**TASK DESCRIPTION**
Keep to one stretch of the data below, the lines from the one with "[ ] one point per instance of the white cloud" up to and including the one with "[ ] one point per instance of the balcony railing", and return that stretch exactly.

**PROVIDED RECORDS**
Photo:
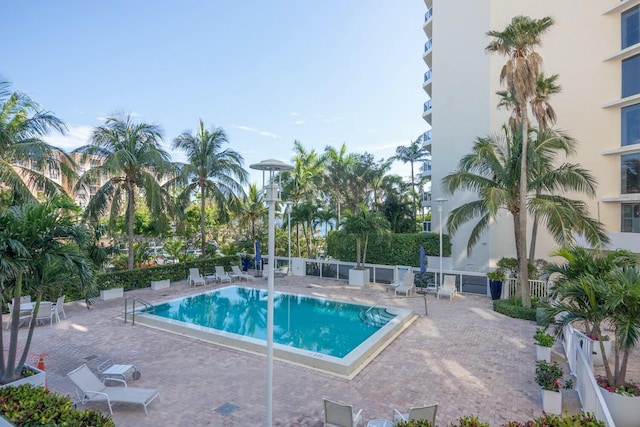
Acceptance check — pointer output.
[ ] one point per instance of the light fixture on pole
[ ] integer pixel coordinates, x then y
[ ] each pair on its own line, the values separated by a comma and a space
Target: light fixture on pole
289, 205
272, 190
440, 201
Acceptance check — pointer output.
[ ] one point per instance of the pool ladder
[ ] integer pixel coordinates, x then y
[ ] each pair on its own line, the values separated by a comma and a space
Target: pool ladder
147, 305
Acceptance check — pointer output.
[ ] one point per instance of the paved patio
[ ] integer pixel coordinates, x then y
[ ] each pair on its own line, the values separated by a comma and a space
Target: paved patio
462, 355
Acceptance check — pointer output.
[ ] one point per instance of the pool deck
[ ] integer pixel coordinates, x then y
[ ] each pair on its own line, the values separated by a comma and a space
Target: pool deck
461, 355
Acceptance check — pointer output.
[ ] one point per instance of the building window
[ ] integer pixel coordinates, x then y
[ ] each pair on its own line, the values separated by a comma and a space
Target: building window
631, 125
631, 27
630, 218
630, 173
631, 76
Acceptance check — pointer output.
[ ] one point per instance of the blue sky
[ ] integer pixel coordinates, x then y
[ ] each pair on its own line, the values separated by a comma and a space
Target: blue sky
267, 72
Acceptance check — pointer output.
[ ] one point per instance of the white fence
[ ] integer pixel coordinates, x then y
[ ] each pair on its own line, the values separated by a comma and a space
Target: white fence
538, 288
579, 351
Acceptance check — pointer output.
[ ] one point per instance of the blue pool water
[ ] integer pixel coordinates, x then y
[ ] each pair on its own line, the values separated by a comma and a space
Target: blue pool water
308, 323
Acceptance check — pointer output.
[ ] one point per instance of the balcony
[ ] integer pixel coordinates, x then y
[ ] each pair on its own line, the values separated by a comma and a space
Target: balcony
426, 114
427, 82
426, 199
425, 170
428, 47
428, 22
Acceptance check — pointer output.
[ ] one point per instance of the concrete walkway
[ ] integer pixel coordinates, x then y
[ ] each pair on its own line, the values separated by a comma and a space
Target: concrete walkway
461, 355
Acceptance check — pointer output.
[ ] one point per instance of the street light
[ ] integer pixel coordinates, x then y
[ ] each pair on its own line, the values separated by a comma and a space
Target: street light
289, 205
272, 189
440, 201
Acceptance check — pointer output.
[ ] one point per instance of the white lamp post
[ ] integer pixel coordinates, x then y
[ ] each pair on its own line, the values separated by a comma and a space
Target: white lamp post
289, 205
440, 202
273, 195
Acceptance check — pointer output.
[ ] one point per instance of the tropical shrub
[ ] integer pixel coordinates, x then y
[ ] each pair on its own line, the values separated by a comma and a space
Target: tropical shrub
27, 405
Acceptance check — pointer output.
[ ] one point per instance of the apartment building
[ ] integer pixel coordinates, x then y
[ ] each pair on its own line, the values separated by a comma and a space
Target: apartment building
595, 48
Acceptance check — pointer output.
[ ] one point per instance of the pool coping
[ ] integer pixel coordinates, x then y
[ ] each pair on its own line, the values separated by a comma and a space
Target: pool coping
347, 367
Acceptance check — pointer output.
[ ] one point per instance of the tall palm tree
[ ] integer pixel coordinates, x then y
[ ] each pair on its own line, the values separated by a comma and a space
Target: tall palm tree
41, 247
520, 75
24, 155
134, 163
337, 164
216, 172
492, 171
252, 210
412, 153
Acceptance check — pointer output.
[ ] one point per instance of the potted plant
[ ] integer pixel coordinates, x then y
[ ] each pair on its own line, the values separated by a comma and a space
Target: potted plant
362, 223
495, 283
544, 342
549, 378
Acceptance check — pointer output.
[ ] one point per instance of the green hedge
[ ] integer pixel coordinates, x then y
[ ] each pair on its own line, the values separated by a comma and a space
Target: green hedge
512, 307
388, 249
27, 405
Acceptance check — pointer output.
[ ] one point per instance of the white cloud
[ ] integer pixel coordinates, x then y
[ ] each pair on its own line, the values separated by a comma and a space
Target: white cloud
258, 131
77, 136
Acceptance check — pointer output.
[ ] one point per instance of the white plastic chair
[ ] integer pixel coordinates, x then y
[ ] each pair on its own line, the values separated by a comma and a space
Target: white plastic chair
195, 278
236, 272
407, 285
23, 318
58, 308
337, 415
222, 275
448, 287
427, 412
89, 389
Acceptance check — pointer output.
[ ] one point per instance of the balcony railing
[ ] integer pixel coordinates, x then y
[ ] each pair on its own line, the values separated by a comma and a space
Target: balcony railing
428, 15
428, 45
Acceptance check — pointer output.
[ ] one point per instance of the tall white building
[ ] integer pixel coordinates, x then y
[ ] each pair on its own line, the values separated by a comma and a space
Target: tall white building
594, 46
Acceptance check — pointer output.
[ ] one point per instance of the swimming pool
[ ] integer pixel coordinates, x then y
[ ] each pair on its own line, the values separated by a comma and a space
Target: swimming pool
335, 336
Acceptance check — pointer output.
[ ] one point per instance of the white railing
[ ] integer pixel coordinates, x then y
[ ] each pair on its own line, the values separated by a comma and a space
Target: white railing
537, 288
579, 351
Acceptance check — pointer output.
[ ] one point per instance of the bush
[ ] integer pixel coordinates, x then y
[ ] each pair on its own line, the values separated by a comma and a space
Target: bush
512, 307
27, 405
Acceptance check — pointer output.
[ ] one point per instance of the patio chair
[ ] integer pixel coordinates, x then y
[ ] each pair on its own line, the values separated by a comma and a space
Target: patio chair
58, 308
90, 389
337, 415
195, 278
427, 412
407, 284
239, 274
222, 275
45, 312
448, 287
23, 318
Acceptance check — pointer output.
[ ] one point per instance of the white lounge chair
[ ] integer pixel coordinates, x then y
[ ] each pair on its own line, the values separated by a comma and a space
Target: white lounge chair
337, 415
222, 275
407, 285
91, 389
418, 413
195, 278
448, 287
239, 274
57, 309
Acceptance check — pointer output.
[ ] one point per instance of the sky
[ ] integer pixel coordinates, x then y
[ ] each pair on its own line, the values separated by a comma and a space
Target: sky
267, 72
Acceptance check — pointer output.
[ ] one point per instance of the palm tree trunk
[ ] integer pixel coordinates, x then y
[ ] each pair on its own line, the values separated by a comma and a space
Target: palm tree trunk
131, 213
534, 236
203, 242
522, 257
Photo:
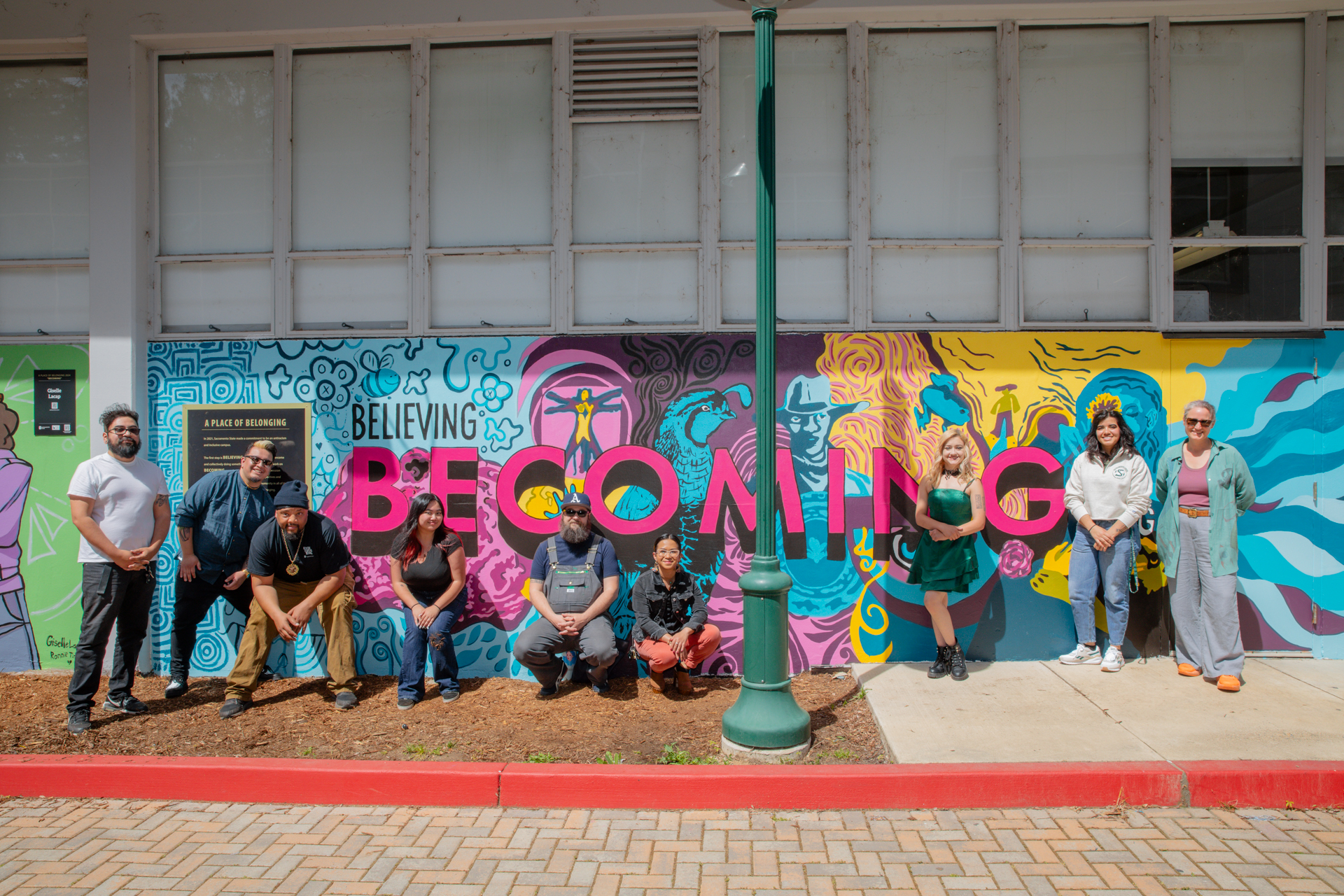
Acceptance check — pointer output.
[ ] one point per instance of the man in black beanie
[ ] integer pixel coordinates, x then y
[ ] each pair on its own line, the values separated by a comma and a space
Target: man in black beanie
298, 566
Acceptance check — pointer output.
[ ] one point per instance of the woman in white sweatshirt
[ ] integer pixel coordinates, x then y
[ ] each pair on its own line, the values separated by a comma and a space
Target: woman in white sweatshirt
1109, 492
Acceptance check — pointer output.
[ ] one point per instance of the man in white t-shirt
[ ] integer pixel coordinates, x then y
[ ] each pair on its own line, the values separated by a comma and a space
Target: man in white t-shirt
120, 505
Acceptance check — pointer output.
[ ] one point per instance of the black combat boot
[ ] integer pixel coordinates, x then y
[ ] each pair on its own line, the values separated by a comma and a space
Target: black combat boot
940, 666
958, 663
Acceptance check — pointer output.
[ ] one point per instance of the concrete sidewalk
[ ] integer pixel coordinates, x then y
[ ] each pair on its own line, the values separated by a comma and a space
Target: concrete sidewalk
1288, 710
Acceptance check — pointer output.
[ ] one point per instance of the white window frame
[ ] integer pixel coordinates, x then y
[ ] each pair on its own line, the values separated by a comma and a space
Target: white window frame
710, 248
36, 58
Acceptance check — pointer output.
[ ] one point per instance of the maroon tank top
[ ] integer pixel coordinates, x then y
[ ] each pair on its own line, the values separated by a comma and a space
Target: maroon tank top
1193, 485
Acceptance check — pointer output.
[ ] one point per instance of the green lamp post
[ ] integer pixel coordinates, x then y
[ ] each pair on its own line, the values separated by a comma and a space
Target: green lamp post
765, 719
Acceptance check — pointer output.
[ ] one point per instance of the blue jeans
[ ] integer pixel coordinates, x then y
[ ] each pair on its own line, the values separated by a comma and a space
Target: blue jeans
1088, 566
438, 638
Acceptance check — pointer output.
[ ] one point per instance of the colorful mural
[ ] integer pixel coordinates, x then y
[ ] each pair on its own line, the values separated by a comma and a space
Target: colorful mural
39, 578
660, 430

**SOLUTION TO THE EXERCISE**
[ ] one point per instance of the white cloud
[ ] integer pixel coordinates, x then y
[ ] each pair on its own line, the values separated by a comma and a space
Target: white cloud
258, 131
77, 136
Acceptance check — pointer output.
[ ] one point per instance of the white plastic chair
[ ] integer pixel coordinates, x then y
[ ] each pair on its own line, the values separated by a comma and a space
Target: white plastic chair
195, 278
236, 272
407, 285
23, 318
58, 308
337, 415
222, 275
448, 287
427, 412
89, 389
Acceptance check — pointer output.
[ ] one point per instance of the balcony railing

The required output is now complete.